-- Excerpt to read --
-- START --

Turkey and the Kurdish-led Syrian Democratic Forces have blamed each other for a deadly car bombing in a Syrian border town captured by a Turkish-rebel offensive last month.
At least 13 people were killed and 30 wounded on Saturday when a “bomb-laden vehicle” was detonated in a market in Tel Abyad. The SDF withdrew from the town after Turkish and Russian leaders Recep Tayyip Erdoğan and Vladimir Putin declared their joint military control of the border area on October 22.
Syria Daily, Nov 3: Deadly Car Bomb in Border Town Taken By Turkey From Kurdish Militia
The Turkish Defense Ministry declared that the Kurdish militia YPG, which leads the SDF, was responsible. Ankara considers the militia to be part of the Turkish Kurdish insurgency PKK, which has fought Ankara’s forces for 35 years.
We condemn this inhuman attack of the bloody PKK/YPG terrorists who attacked the innocent civilians of Tel Abyad who returned to their homes and lands as a result of the Operation Peace Spring.

-- END --

-- Record set --
-- START --

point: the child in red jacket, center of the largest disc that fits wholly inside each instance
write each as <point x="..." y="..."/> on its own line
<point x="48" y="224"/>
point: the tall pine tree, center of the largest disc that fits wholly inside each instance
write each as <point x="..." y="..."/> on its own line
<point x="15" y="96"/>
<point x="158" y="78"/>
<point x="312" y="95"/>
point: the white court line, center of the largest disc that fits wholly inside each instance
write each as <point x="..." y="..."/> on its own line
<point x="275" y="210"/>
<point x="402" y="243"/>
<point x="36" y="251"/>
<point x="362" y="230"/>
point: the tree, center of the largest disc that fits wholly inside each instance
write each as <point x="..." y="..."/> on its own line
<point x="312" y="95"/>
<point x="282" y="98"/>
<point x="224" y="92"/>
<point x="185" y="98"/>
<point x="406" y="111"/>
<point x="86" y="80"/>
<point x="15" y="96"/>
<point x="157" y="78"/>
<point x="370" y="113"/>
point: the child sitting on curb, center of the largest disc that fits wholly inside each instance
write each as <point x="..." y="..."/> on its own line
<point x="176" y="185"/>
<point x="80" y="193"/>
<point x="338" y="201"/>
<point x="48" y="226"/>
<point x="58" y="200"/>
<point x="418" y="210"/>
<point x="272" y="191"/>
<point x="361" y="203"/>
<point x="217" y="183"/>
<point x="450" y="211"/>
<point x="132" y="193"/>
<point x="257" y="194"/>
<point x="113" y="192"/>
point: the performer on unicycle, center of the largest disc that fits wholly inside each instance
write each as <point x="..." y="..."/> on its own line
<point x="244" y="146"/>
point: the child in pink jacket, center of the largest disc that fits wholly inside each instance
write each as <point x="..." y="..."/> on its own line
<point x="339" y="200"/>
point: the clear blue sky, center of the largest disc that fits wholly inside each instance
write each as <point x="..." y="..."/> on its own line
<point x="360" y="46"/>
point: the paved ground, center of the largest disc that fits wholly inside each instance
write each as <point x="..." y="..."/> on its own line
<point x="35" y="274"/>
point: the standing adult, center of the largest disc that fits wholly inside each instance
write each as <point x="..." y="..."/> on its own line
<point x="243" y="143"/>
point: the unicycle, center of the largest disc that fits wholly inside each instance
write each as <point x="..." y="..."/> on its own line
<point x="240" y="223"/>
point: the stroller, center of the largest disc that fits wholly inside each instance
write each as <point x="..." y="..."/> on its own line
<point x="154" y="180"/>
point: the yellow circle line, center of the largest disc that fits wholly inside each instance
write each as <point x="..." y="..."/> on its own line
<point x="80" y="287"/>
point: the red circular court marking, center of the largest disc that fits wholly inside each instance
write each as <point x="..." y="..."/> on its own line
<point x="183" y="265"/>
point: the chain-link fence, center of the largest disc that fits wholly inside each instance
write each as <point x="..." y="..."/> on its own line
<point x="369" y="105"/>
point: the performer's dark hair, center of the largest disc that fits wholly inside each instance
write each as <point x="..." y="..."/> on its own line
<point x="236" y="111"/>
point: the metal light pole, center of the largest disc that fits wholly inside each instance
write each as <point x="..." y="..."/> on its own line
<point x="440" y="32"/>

-- END --
-- START --

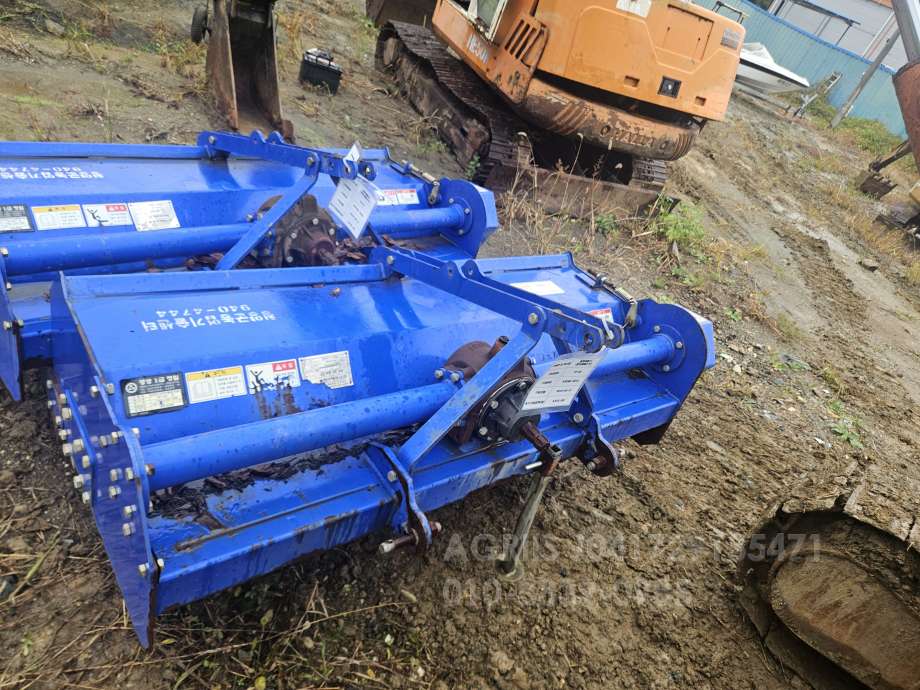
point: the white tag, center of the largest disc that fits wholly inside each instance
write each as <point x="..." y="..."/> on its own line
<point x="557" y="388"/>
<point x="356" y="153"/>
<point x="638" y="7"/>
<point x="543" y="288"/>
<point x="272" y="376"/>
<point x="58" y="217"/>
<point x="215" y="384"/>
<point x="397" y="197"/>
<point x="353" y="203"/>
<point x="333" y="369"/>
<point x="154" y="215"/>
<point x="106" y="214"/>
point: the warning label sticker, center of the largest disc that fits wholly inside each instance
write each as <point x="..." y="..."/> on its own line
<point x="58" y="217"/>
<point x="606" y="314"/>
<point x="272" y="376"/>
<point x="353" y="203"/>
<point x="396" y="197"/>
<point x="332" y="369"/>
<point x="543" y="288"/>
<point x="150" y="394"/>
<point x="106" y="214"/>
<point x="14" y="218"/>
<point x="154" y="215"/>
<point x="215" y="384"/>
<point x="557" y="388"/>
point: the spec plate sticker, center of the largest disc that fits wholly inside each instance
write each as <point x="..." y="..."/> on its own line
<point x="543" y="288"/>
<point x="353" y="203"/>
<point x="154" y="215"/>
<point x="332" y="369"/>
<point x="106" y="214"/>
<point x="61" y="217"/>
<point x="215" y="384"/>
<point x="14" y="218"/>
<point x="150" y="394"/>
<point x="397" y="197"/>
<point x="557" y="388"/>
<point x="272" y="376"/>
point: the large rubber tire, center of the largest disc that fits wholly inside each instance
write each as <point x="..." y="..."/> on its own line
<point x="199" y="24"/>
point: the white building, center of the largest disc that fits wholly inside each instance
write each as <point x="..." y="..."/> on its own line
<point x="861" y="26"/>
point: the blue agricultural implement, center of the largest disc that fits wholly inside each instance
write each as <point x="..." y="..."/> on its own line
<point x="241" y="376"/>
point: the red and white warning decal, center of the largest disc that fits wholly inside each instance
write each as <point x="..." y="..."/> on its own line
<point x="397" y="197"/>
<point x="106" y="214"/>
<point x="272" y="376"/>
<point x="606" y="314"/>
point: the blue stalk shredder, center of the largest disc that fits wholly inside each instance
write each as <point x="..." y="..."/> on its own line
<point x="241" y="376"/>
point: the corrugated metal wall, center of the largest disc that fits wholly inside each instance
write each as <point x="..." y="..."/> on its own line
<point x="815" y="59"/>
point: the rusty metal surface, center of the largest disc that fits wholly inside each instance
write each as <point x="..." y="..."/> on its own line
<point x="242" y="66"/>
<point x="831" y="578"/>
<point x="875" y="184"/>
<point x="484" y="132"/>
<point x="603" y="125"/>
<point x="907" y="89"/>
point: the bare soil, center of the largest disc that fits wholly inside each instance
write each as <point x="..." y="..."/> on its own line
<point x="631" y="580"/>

-- END --
-- START --

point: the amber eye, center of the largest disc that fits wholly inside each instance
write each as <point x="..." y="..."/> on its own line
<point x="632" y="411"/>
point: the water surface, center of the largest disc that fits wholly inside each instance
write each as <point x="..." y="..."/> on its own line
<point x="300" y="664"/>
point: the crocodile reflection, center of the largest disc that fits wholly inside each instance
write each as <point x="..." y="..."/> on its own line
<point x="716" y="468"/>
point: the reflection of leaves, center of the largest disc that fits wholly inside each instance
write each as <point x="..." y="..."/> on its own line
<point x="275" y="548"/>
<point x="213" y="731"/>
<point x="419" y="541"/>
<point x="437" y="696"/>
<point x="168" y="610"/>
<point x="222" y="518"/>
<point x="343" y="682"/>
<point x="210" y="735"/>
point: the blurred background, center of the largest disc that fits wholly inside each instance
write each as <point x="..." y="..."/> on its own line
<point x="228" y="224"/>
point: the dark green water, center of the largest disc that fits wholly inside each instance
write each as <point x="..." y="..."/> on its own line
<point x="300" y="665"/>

-- END --

-- Exercise --
In the news report above about the Tel Abyad car bombing, how many people were killed?

-- Expected output --
At least 13 people